Selected extract:
╔══
I'm grateful for our similarities. I'm grateful for our differences. I'm grateful for the way he is with my children and I'm grateful that they love him, too. I'm grateful for the strengths we each have and how we compliment each other. I am grateful that God brought us together when He did and how he did. And I'm grateful for His hand in making sure we didn't miss this miracle.

Meeting and choosing each other was miraculous and occurred through divine intervention. We have both gone through a lot. We've both suffered and have endured incredible pain. During those trials, I couldn't understand, I couldn't see the Lords plan. But I was living it. God knew what He was doing. What He was allowing to happen. He understood how the choices being made all around me were affecting where I would end up. I am grateful for this miracle.

Becky had this quote on her wall while I lived with her that influenced me more than I realized at the time. I've thought of it many times over the years and through the darkest and most challenging times of my life.

"Whatever God requires is right, no matter what it is, although we may not see the reason thereof till long after the events transpire. If we seek first the kingdom of God, all good things will be added."

-Joseph Smith
(Teachings of the Prophet Joseph Smith, page 256)



Monday, March 30, 2020

Two Years

This picture is of incredible significance to me.



I took it just before Austin moved out, well after we decided to get divorced. I've kept it in my wallet ever since. It has brought me peace every time I look at it. It made me think, "Okay, we can do this. They will be okay because they've got each other." They were three and four.

Today marks two years from the night my ex-husband moved out. Mom, that's TWO.



Yes, that's right.
It's been two years since you moved from me
Packed your things aside
and said "I'm leaving"
╚══
Data for analysis:
╔══
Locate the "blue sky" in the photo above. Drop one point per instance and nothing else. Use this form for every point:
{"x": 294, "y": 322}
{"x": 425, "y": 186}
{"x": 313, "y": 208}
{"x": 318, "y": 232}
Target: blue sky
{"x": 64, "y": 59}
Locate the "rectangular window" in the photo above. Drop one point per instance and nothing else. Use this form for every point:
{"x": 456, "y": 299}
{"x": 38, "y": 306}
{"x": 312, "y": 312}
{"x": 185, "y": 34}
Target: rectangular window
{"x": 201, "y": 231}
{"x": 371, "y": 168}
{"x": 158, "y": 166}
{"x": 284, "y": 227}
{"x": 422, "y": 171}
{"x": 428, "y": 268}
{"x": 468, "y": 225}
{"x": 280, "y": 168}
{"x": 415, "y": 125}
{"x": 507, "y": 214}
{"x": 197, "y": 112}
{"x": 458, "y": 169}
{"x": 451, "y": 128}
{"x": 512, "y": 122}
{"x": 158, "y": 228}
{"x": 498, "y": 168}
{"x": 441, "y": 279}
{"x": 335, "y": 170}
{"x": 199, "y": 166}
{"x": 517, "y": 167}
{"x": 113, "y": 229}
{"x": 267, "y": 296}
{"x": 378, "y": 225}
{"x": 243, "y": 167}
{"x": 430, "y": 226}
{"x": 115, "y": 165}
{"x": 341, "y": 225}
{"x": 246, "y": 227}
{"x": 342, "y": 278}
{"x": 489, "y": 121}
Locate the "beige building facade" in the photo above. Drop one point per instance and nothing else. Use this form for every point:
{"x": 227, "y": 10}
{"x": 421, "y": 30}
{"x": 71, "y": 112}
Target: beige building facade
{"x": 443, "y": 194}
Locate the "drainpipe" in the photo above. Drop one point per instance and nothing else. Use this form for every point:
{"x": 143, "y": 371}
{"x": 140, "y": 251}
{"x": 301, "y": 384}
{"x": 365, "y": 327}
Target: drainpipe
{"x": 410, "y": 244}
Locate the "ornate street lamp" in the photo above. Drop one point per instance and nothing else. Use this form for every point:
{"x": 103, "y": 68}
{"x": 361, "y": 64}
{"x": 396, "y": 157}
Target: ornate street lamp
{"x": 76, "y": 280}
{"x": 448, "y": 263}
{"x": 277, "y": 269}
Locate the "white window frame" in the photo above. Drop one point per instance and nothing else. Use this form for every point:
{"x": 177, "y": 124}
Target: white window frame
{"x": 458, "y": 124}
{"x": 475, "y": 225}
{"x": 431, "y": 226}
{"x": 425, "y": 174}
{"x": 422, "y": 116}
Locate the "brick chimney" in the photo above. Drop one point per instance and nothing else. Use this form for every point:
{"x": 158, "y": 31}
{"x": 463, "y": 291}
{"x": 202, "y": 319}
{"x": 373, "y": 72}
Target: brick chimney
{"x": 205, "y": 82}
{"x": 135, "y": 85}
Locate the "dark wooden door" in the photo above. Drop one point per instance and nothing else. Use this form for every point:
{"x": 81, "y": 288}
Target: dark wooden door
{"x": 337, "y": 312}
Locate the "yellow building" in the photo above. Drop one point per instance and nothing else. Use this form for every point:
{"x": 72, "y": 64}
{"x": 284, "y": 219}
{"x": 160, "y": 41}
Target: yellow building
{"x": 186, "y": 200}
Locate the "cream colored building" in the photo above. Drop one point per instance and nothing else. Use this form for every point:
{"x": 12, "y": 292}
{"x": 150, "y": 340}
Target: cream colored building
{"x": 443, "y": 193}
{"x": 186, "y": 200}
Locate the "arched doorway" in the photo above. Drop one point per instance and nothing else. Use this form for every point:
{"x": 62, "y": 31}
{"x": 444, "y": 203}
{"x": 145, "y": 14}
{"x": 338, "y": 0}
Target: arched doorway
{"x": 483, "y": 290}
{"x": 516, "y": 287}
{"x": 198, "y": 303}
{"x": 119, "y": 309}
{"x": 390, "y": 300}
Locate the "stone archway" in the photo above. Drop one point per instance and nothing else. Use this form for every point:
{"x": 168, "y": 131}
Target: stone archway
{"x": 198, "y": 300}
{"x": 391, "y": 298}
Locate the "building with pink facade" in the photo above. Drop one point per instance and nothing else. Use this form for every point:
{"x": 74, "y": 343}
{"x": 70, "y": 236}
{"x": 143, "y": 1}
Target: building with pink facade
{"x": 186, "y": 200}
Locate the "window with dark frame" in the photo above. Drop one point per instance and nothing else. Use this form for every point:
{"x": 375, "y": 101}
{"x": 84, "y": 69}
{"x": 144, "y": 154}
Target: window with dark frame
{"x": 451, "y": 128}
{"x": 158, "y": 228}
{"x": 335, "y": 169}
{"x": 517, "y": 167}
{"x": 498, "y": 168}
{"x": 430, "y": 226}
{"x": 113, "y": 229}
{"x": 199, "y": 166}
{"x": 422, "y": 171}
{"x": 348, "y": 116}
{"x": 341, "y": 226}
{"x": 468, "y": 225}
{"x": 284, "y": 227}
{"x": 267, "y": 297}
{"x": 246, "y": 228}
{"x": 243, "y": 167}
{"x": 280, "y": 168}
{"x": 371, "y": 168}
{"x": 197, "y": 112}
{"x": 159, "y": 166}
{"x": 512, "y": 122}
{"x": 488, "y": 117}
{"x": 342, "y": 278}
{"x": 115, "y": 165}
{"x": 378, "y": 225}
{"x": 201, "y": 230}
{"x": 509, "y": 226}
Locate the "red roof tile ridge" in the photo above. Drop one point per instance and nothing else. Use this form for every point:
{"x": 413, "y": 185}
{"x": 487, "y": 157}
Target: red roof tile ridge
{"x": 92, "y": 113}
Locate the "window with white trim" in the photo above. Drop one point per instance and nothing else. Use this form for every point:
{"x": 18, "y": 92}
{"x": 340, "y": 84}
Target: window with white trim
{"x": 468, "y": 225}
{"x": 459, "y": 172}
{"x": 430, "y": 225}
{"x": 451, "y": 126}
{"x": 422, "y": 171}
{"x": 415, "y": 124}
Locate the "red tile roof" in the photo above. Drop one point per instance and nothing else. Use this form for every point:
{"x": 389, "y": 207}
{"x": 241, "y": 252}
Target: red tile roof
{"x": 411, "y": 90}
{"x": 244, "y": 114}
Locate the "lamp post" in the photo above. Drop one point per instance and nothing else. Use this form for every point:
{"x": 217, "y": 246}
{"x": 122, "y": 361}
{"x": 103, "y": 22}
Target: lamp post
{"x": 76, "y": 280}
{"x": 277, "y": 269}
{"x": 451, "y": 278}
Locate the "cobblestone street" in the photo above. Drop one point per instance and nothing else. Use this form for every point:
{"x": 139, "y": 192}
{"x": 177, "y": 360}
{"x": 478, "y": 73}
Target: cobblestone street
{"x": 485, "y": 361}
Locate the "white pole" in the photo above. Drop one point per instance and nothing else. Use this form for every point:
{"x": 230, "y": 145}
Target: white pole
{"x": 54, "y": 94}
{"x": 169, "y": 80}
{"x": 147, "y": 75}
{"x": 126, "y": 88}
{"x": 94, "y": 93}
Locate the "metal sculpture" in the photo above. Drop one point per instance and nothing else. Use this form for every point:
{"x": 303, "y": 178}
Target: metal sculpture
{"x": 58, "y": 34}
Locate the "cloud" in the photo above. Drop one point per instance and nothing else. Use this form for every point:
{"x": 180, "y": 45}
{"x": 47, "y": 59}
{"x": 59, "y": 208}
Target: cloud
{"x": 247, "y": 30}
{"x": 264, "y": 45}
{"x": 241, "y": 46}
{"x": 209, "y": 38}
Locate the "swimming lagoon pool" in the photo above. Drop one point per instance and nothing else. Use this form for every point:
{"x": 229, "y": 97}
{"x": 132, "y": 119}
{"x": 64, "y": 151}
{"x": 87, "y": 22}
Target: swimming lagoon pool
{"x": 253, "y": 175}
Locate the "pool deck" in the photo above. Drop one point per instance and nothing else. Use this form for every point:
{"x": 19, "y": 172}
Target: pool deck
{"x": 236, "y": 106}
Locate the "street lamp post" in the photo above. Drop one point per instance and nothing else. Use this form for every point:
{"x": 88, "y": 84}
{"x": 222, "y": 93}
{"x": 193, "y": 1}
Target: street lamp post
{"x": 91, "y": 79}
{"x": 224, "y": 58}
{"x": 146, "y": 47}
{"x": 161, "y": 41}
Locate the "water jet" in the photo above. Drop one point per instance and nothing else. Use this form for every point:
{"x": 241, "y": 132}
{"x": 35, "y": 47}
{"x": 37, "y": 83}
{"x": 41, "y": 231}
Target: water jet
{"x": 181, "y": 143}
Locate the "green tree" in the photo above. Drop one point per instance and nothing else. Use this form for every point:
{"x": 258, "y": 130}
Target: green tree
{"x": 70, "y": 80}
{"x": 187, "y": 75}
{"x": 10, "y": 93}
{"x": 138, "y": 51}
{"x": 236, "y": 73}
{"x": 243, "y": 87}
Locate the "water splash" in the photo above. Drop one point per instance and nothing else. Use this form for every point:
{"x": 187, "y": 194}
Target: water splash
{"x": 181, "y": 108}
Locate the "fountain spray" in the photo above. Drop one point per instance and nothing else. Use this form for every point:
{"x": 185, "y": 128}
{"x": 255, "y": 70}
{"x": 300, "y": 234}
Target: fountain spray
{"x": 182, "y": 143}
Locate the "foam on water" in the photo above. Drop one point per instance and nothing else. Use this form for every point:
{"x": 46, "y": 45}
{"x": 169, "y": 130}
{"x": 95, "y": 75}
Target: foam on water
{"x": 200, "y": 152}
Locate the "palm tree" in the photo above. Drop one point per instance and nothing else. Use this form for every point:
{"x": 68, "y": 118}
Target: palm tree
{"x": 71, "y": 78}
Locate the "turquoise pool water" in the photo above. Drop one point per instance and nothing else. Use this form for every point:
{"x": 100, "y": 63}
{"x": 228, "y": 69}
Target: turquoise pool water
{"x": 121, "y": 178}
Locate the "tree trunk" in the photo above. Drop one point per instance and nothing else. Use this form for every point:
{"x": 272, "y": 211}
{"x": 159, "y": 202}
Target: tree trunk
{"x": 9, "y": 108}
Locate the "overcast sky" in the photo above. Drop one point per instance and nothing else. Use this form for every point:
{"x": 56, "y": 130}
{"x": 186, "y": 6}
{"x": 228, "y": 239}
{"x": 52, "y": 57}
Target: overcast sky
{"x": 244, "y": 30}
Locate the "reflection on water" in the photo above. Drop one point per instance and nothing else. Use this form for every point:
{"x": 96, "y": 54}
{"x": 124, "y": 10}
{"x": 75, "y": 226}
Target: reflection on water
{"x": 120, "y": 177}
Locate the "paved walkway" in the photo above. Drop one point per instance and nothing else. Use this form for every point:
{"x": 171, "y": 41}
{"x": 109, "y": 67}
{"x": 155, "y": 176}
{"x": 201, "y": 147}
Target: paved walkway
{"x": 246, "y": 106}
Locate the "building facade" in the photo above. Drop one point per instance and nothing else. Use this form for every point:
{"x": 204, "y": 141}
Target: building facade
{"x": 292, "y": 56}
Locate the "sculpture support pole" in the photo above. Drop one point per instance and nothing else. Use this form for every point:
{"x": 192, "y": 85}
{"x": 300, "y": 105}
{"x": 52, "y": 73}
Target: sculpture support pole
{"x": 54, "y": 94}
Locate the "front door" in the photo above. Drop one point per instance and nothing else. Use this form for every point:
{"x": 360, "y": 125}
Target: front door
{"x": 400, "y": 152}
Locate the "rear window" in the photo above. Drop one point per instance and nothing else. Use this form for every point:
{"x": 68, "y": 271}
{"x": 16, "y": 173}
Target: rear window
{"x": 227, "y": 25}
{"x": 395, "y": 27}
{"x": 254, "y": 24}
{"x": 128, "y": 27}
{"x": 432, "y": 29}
╚══
Problem to work on: Please continue the blog post about the two-year mark since the divorce, picking up right after the line "and said "I'm leaving"". The rows have nothing to do with this.

Reply:
Four years since you came to me saying
"I don't have a testimony"
Eight years since we fell in love
Choosing each other forever and ever
Seems like yesterday that it happened
But it also feels like someone else's story



A lot has happened since then. A lot has changed. And some things haven't changed.

I have worked at the same place for five years. I have also had a period of no work, and a period with two additional jobs. 

I have two amazing kids. I came to terms with the possibility of not have more children and accepting that. I'm still a mom, but now I'm a single mom. A dating mom. It's a huge challenge, trying to balance this double life. I finally feel comfortable combining the two, only because I finally have a partner I trust and love completely.

I live in a different place. And at the same time, I live in the same place I did 20 year ago (when I was in jr high). I went from a large space on a farm, to a tiny house in a side yard. And now I'm back in the room I grew up in (because a close friend needed a place to stay so I gave her my tiny house for the time being).

I have met some incredible people, whom I have become close to. I have learned from them. Cried with them. Prayed for them. Worked with them. Served with them. Traveled with them. I have loved them. The people I have met because I got divorced is one of my greatest blessings. I am truly grateful for each person who has entered my life and helped shape who I am now.

Especially Trevor. And his family, who I look forward to being able to call my family.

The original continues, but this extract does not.